## Goal
Count how many lines in the records contain the word "hand" and give only that number.

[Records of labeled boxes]
□ □ □

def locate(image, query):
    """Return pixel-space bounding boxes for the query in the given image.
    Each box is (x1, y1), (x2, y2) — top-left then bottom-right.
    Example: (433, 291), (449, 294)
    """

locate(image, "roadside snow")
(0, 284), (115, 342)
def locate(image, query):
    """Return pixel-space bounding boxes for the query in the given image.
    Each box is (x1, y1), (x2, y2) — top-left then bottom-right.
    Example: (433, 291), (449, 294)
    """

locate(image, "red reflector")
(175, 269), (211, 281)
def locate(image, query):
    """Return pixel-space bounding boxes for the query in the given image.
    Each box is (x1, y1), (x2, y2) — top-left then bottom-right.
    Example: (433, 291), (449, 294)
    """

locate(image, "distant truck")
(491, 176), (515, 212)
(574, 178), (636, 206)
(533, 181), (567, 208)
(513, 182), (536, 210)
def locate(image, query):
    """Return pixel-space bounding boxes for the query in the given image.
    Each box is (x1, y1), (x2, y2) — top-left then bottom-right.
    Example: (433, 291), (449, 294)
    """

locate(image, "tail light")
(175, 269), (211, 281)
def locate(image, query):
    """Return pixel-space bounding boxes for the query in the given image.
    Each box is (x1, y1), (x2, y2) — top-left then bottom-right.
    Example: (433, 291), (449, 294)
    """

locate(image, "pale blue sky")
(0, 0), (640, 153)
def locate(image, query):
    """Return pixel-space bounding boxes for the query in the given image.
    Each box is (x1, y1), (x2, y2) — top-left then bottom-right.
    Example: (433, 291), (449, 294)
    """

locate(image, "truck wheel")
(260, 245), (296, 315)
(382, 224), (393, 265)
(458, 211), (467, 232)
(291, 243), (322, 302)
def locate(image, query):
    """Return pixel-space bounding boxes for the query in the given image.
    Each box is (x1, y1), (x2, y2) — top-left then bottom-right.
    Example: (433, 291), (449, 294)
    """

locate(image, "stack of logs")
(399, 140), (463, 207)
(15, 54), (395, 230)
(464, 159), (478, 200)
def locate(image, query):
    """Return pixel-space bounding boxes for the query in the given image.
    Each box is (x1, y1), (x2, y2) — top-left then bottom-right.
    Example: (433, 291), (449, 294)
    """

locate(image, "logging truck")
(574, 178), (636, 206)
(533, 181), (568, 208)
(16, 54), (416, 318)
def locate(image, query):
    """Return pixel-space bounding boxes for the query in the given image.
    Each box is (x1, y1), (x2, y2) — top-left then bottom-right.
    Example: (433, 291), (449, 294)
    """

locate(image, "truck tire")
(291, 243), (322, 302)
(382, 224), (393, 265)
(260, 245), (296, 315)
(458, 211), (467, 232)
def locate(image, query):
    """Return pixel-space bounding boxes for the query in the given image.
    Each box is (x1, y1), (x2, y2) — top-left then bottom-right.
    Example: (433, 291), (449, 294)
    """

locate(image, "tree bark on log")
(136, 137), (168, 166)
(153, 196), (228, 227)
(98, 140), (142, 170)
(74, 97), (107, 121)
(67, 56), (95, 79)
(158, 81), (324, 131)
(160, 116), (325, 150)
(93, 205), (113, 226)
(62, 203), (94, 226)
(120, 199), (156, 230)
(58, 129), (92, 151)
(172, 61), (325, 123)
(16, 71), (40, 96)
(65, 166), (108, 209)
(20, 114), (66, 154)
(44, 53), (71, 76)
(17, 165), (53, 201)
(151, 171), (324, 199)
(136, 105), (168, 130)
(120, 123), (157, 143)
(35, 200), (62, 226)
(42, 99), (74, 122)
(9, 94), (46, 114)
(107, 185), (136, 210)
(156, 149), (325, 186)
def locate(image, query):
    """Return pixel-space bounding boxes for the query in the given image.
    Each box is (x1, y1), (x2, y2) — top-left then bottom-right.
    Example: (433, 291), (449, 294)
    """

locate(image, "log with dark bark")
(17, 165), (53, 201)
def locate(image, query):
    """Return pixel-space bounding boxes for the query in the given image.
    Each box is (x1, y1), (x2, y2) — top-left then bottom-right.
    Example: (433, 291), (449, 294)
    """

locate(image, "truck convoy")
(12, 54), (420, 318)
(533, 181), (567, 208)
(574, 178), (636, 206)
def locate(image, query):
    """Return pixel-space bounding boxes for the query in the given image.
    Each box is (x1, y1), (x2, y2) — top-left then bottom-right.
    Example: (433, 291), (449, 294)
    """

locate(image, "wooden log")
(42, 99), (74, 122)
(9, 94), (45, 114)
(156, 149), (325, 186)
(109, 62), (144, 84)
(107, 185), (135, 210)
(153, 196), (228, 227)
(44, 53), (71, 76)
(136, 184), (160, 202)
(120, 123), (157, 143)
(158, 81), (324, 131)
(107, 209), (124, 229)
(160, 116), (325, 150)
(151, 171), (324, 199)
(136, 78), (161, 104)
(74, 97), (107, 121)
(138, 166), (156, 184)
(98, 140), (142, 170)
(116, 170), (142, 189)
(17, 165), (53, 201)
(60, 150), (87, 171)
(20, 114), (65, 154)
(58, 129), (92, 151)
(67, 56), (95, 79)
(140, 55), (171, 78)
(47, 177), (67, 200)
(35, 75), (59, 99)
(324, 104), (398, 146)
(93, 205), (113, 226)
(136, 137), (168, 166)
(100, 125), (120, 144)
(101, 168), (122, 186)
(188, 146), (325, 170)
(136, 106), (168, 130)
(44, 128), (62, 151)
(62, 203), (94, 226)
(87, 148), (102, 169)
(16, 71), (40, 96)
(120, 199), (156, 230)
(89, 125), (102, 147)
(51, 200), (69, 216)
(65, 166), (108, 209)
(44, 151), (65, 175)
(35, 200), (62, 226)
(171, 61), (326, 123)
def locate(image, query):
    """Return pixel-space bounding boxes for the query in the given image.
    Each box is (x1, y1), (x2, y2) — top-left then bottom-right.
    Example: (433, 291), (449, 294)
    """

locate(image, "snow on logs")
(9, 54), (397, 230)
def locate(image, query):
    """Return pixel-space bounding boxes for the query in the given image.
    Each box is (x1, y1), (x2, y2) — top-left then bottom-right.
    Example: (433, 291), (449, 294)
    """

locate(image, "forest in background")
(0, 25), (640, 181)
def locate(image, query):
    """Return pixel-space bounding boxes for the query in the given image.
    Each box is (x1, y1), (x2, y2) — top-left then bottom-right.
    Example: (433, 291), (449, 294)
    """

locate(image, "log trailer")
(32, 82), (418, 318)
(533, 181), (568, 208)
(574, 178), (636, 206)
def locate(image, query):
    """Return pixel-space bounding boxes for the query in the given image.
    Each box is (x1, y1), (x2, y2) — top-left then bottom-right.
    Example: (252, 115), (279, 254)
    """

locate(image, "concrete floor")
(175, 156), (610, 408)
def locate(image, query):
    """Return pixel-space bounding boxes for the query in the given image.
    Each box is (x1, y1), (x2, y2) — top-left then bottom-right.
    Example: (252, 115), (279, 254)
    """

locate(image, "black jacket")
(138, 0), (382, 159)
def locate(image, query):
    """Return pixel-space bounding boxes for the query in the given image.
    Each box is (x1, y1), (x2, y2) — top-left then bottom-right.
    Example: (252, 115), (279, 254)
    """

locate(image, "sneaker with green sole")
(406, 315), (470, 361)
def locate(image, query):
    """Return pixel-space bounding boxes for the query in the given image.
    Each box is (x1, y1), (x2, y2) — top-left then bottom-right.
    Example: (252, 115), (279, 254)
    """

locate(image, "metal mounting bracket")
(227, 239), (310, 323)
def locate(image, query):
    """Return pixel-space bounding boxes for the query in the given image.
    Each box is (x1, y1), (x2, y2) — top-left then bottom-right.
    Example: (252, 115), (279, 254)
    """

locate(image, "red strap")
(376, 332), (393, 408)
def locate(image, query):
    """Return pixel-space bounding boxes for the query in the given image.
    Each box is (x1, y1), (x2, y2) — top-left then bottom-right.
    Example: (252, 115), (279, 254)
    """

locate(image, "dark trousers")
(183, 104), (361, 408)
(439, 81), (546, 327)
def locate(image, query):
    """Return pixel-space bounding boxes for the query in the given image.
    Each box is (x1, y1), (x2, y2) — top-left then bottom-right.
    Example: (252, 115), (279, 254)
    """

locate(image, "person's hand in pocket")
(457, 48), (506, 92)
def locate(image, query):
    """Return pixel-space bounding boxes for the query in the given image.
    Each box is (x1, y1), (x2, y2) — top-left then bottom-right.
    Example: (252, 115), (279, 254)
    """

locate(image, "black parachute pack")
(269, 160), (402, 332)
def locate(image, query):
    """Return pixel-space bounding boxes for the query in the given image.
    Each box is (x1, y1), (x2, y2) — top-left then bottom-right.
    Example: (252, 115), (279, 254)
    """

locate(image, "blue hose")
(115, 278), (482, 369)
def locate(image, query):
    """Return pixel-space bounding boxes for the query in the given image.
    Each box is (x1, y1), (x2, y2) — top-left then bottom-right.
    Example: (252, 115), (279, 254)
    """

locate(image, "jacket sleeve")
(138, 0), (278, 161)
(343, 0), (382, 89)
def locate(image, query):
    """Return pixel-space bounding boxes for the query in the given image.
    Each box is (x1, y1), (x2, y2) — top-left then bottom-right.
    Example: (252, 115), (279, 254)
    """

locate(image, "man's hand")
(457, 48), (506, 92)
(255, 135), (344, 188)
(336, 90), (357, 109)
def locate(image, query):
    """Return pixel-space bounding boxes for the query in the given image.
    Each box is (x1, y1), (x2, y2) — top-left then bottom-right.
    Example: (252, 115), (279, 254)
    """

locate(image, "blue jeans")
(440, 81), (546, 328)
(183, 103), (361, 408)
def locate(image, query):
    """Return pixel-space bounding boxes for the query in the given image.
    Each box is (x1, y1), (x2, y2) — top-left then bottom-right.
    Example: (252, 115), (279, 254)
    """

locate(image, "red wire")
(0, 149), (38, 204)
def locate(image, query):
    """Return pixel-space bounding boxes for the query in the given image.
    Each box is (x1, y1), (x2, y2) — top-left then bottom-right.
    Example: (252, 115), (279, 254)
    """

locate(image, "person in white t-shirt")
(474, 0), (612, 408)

□ □ □

## The completed task
2